Selected text →
545" High Riser Build

[Joe-jdc]

Looking good, Jay!  One thing I found with your radius on other manifolds was that the air wants to cling to the wall where it does not have the radius.  Kinda like a water fall.  I found if I had any break in the turn, then airflow increased.  What I am trying to say is that if you could complete the radius all the way around the opening, I believe you will have a better transition into the runner, and would not have any puddling in the plenum bottom.  I know the picture of the TFS does not have a complete radius around each runner, but I still have seen that kind of ledge decrease airflow over a complete radius, even a small lip would be better than nothing.  JMO, flow tested and verified on Hogan, Comp Cams Plenum box, Sheet metal intakes, and aluminum spacers.  Joe-JDC.

[jayb]

Thanks for the heads-up on that Joe, I will work a little more on that lower radius.

[Mario428]

Keep wanting to throw my 2 cents in and had a thought. LOL



Runner with a curve, flattens the angle where the port goes into the plenum and gives some separation maintaining the same length.
Biggest problem is it requires a left and right hand runner section

I would also make the forming dies from UHMW polyethylene, very easy to mahine and more than strong enough if you use a fairly large section

http://www.mcmaster.com/#uhmw-polyethylene-sheets/=forv6h

They sell reasonably price ballnose end mill too for the corners, only need hi speed steel for alum & UHMW

5/8 part #  3046A44   on   http://www.mcmaster.com/#end-mills/=forw55

[jayb]

Another interesting idea, but I've wanted to stay away from curved runners.  As I understand it, it has been fairly conclusively shown that curves in the runners cost horsepower via airflow reduction and fuel distribution issues.  All the modern tunnel ram style intakes, like sheet metal manifolds, use a straight runner rather than a curved runner.

Directive 1 → Retype the lines of the listing, starting at the line that contains "Point out player's ear in this frame." and ending after the line that contains "[0,0,1344,896]".
The listing that comes next has no connection to the intake manifold thread.

Data rows →
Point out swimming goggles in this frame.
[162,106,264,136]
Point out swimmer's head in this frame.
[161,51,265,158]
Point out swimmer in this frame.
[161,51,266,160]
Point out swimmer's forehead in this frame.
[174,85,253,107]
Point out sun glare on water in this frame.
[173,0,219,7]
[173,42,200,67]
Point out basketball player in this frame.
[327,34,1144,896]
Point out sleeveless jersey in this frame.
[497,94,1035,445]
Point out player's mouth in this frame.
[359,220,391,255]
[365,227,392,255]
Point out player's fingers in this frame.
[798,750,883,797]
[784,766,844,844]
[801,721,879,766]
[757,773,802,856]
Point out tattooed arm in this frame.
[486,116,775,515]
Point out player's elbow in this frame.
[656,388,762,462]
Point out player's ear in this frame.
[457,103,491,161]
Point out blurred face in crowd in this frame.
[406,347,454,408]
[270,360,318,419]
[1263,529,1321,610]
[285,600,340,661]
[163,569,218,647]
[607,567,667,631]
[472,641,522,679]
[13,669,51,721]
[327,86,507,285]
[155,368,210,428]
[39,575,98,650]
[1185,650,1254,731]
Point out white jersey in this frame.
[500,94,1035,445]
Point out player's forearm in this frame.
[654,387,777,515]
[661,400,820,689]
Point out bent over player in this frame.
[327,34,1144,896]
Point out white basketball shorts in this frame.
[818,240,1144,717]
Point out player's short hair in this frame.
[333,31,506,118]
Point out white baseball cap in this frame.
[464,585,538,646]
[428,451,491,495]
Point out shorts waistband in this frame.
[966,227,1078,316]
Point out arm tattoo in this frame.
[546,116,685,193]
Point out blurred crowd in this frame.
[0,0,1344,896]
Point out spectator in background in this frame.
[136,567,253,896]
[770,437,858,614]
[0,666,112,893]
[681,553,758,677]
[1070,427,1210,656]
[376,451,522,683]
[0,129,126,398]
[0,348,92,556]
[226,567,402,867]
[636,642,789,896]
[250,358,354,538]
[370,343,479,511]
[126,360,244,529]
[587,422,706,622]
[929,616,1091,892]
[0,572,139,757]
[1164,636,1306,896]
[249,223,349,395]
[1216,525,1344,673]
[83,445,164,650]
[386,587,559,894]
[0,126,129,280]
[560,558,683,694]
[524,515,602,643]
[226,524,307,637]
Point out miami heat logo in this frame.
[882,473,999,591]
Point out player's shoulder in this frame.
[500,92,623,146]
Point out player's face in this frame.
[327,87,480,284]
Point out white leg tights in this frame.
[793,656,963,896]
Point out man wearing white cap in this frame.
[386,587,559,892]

Directive 2 → Repeat word for word the passage of the intake manifold thread that begins at the words "Keep wanting to" and stops after the words "the same length.".

Solution 1 →
Point out player's ear in this frame.
[457,103,491,161]
Point out blurred face in crowd in this frame.
[406,347,454,408]
[270,360,318,419]
[1263,529,1321,610]
[285,600,340,661]
[163,569,218,647]
[607,567,667,631]
[472,641,522,679]
[13,669,51,721]
[327,86,507,285]
[155,368,210,428]
[39,575,98,650]
[1185,650,1254,731]
Point out white jersey in this frame.
[500,94,1035,445]
Point out player's forearm in this frame.
[654,387,777,515]
[661,400,820,689]
Point out bent over player in this frame.
[327,34,1144,896]
Point out white basketball shorts in this frame.
[818,240,1144,717]
Point out player's short hair in this frame.
[333,31,506,118]
Point out white baseball cap in this frame.
[464,585,538,646]
[428,451,491,495]
Point out shorts waistband in this frame.
[966,227,1078,316]
Point out arm tattoo in this frame.
[546,116,685,193]
Point out blurred crowd in this frame.
[0,0,1344,896]

Solution 2 →
Keep wanting to throw my 2 cents in and had a thought. LOL



Runner with a curve, flattens the angle where the port goes into the plenum and gives some separation maintaining the same length.